-- DATA EXTRACT --
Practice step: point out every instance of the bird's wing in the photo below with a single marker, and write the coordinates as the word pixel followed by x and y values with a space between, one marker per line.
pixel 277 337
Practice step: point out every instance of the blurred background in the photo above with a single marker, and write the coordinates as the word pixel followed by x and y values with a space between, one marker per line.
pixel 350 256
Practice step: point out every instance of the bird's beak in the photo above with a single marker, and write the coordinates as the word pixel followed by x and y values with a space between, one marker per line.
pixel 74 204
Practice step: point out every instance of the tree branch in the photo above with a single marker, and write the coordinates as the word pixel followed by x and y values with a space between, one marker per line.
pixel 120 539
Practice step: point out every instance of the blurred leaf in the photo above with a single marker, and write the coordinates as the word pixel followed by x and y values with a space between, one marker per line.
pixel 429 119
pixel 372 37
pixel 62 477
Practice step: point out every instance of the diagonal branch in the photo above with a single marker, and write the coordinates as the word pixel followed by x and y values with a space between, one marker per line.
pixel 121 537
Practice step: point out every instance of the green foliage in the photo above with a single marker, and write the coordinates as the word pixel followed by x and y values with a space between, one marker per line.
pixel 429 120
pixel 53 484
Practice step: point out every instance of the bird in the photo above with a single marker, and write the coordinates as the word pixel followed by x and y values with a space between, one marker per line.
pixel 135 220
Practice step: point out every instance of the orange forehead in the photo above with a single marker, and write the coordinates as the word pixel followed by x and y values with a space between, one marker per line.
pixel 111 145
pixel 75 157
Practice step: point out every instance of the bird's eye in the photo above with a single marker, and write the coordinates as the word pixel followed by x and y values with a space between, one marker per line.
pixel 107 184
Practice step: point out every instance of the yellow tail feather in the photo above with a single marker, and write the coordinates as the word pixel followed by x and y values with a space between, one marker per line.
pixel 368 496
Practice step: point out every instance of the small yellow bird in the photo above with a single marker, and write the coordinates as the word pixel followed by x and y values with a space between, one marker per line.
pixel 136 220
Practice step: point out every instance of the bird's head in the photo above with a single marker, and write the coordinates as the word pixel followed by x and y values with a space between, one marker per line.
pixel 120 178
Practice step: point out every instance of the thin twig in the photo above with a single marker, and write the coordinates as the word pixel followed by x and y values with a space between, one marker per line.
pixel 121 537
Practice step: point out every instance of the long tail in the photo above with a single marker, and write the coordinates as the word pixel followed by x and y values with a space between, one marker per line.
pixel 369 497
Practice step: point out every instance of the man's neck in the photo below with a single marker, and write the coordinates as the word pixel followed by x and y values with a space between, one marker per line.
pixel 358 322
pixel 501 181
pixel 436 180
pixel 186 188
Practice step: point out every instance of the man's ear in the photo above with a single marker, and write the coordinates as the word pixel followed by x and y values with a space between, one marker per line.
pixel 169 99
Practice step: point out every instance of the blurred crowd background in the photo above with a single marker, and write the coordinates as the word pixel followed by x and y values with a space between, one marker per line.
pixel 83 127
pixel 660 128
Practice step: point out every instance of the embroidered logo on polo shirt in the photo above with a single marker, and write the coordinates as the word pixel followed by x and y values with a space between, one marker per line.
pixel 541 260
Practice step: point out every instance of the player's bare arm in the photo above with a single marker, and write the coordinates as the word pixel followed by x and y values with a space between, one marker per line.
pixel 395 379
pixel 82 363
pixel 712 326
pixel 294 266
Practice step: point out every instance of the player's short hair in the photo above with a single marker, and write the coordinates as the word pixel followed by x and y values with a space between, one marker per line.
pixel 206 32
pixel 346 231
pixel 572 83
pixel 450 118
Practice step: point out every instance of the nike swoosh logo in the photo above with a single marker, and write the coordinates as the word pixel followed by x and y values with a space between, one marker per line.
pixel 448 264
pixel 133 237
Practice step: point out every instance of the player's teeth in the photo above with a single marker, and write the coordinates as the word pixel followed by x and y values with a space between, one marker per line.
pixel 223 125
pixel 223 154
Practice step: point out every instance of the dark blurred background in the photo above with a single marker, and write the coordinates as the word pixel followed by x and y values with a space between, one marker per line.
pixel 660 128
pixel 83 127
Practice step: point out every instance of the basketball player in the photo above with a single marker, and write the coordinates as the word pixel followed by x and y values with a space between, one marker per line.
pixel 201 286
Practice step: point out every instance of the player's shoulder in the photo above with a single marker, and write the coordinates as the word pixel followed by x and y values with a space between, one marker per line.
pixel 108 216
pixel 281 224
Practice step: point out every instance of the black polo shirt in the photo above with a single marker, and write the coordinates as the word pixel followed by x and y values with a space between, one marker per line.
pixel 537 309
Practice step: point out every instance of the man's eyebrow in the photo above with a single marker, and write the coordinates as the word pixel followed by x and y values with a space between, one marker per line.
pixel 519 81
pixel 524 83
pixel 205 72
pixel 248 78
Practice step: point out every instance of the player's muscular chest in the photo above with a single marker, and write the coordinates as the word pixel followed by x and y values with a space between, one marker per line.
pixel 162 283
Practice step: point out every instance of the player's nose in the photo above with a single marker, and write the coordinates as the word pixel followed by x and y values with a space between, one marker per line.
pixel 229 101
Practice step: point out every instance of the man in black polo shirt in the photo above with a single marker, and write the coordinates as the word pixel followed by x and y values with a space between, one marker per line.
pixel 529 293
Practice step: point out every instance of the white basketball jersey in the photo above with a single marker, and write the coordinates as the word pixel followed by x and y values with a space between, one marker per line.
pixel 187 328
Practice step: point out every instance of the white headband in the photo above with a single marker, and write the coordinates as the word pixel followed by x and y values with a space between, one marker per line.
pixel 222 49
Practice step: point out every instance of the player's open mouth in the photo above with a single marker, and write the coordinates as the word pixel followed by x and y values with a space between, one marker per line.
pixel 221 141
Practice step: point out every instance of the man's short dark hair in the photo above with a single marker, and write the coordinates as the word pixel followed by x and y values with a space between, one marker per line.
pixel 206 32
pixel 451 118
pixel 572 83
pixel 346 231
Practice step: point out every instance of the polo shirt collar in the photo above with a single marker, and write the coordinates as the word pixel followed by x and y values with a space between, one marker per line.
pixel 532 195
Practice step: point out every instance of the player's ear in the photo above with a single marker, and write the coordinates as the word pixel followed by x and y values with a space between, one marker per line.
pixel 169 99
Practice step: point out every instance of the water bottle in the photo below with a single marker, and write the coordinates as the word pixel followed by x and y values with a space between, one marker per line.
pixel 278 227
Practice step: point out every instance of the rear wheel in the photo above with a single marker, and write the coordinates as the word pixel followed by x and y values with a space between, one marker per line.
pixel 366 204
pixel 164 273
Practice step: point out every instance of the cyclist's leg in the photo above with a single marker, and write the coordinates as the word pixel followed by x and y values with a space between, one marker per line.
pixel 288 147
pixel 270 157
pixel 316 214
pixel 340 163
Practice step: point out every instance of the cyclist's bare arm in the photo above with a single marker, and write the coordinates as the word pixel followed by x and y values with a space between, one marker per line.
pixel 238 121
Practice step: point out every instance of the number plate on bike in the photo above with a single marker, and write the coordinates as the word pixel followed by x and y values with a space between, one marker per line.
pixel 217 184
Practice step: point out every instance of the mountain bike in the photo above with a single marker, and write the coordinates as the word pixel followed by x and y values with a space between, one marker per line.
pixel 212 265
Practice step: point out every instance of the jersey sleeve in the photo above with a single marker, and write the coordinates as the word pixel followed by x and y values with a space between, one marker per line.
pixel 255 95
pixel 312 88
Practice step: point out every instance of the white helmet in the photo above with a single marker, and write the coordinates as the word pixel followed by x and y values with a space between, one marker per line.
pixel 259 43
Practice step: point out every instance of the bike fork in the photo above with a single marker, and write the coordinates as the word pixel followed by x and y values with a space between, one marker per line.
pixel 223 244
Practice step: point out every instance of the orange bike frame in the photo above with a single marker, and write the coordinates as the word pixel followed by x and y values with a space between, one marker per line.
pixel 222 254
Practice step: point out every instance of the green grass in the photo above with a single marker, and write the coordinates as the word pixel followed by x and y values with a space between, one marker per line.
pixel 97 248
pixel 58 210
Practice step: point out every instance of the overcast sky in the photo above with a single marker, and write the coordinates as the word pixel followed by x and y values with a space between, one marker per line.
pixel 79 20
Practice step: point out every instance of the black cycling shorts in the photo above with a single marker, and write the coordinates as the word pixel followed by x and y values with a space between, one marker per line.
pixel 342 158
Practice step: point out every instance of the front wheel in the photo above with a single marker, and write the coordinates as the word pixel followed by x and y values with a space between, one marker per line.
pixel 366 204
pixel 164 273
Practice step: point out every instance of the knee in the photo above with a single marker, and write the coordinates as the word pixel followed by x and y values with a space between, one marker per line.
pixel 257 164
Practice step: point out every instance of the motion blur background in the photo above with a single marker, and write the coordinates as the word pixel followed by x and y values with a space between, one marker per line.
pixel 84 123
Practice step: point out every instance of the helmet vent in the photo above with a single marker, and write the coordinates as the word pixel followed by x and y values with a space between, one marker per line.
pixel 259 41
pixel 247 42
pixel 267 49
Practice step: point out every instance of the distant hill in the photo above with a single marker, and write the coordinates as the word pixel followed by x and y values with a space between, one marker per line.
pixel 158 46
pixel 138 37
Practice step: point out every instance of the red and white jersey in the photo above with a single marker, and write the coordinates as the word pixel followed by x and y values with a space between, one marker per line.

-- EXERCISE DIRECTIONS --
From the material above, pull out the lines beginning with the one containing "Practice step: point out every instance of the man's eyebrow" and ending with the one containing "pixel 248 78", both included, and reproduce them verbatim.

-- TASK RESULT --
Practice step: point out every instance of the man's eyebrow in the photo above with a single marker, and write the coordinates as the word pixel followed by x and y values with a space between, one marker per line.
pixel 519 81
pixel 524 83
pixel 205 72
pixel 248 78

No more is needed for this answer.